Stored data

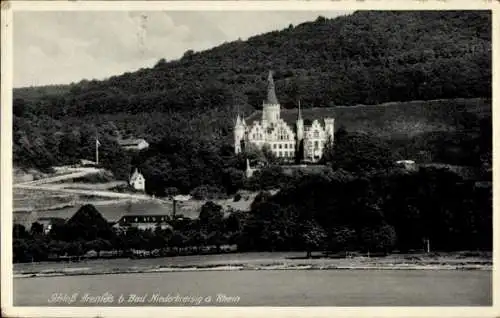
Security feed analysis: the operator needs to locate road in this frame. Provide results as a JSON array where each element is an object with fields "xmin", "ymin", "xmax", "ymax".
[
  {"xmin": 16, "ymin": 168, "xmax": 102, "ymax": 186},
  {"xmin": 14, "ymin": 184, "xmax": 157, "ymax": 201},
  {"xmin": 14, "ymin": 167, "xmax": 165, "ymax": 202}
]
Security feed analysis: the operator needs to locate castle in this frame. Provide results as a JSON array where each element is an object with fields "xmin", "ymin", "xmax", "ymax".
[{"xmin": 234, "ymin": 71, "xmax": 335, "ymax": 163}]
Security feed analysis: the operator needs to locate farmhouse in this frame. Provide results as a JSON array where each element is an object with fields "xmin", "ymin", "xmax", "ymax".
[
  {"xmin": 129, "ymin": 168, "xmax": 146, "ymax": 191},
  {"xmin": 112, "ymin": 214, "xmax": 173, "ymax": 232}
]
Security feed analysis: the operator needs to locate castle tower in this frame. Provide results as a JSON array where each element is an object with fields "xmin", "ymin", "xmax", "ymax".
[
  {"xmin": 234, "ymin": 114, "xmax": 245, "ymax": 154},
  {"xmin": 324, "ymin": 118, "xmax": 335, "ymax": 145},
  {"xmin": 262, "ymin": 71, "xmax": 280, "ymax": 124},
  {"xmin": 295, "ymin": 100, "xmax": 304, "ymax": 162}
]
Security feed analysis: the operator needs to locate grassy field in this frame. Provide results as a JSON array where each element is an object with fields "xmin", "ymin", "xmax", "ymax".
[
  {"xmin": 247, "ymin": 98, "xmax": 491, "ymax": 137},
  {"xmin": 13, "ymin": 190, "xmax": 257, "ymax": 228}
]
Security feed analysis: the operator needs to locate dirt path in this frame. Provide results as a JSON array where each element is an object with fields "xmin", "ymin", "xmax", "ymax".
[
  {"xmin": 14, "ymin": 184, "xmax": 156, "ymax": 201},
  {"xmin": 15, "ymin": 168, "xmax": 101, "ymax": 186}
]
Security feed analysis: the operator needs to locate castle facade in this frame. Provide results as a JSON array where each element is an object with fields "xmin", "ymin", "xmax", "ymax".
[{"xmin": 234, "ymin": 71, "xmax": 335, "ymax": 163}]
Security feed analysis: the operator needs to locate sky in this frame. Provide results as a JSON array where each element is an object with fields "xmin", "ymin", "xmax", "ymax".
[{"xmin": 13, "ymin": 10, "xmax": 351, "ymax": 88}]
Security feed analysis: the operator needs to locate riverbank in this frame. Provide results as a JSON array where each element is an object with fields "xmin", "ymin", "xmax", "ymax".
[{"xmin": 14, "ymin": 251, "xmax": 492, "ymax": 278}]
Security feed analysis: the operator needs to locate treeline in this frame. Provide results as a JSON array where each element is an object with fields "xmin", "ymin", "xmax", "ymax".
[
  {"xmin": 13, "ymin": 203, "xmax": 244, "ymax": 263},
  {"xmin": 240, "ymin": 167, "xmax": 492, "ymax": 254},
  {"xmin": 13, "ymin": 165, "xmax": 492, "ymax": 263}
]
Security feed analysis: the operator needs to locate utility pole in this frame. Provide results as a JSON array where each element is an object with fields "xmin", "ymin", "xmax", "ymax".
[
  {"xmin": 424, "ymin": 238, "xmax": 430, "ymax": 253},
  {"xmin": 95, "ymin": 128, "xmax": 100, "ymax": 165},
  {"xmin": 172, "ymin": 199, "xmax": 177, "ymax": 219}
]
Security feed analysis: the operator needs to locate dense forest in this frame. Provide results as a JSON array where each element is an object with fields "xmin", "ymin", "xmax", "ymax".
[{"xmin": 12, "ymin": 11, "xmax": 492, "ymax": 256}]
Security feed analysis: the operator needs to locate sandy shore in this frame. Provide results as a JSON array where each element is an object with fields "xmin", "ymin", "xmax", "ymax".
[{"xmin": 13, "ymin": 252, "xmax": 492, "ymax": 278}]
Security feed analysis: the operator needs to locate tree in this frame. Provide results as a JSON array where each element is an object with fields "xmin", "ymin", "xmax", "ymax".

• **The problem**:
Apart from the pictures, repeat the data above exactly.

• **Exercise result**:
Security feed analysis: the operator needs to locate road in this frame. Provide results as a JSON array where each element is an object with fields "xmin", "ymin", "xmax", "ymax".
[
  {"xmin": 16, "ymin": 168, "xmax": 102, "ymax": 186},
  {"xmin": 14, "ymin": 184, "xmax": 157, "ymax": 201},
  {"xmin": 14, "ymin": 167, "xmax": 165, "ymax": 202}
]
Security feed analysis: the operator needs to locate castle in this frame. Provide results as a JSON array where each element is an object with fields "xmin", "ymin", "xmax", "ymax".
[{"xmin": 234, "ymin": 71, "xmax": 335, "ymax": 163}]
Security feed analysis: the operator needs to locate farmhouse in this frame. Provide results as a JSON array where each element is an object with fields "xmin", "ymin", "xmax", "ymax".
[
  {"xmin": 129, "ymin": 168, "xmax": 146, "ymax": 191},
  {"xmin": 112, "ymin": 214, "xmax": 173, "ymax": 232}
]
Security feed analysis: the operator needs to locate castle tower in this frame. Provide results as a JSON array where each element is an object with fields "xmin", "ymin", "xmax", "ymax".
[
  {"xmin": 234, "ymin": 114, "xmax": 245, "ymax": 154},
  {"xmin": 324, "ymin": 118, "xmax": 335, "ymax": 145},
  {"xmin": 262, "ymin": 71, "xmax": 280, "ymax": 124},
  {"xmin": 295, "ymin": 100, "xmax": 304, "ymax": 162}
]
Security feed analysis: the operator needs to locate grassy field in this frame. Provide results as a JSON array where each element is an object with fields "xmin", "ymin", "xmax", "ymax".
[
  {"xmin": 247, "ymin": 98, "xmax": 491, "ymax": 137},
  {"xmin": 13, "ymin": 190, "xmax": 257, "ymax": 228}
]
Security feed analysis: the operator needs to locate dirt path in this frame. Provide results as a JSON array where each element is an object with fields "xmin", "ymin", "xmax", "ymax".
[
  {"xmin": 14, "ymin": 184, "xmax": 156, "ymax": 201},
  {"xmin": 15, "ymin": 168, "xmax": 101, "ymax": 186}
]
Security feed analysis: the operator needs to locate castle facade in this frame. Provide results as a JSON array where each element is an object with fields "xmin", "ymin", "xmax", "ymax".
[{"xmin": 234, "ymin": 71, "xmax": 335, "ymax": 163}]
Security feed analysis: the operator needs to locate sky in this frame. Provide results as a JSON array where each element is an object with fields "xmin", "ymin", "xmax", "ymax".
[{"xmin": 13, "ymin": 10, "xmax": 351, "ymax": 88}]
Security feed analysis: the operator needs to locate riverbank in this frame. Provide results as a JSON array where each element is an object with fields "xmin", "ymin", "xmax", "ymax".
[{"xmin": 14, "ymin": 251, "xmax": 492, "ymax": 278}]
Security feed analysis: the operator needs to locate treeline in this frame. Provide results as a JSON array where each element is an object with fields "xmin", "ymin", "xmax", "ymax".
[
  {"xmin": 13, "ymin": 203, "xmax": 244, "ymax": 263},
  {"xmin": 240, "ymin": 167, "xmax": 492, "ymax": 254},
  {"xmin": 13, "ymin": 165, "xmax": 492, "ymax": 263}
]
Security feed analysis: the operator needs to locate utility pole in this frame. Provide results as a JSON array where each element is an object with fields "xmin", "ymin", "xmax", "ymax".
[
  {"xmin": 424, "ymin": 238, "xmax": 430, "ymax": 253},
  {"xmin": 95, "ymin": 128, "xmax": 100, "ymax": 165},
  {"xmin": 172, "ymin": 199, "xmax": 177, "ymax": 219}
]
Security feed analysis: the operator needs to locate dense forest in this frame. Provide results as a JSON array where each element is an object with fields "xmin", "ymin", "xmax", "ymax".
[{"xmin": 12, "ymin": 11, "xmax": 492, "ymax": 256}]
Security feed analysis: the operator needs to locate sandy shore in this frame. Provide results as a JSON array where each element is an object with fields "xmin", "ymin", "xmax", "ymax".
[{"xmin": 13, "ymin": 252, "xmax": 492, "ymax": 278}]
Security feed analysis: the operator needs to locate tree in this frame. Provide results as a JSON array where each element is an object with fields "xmin", "ymin", "xmax", "ymax".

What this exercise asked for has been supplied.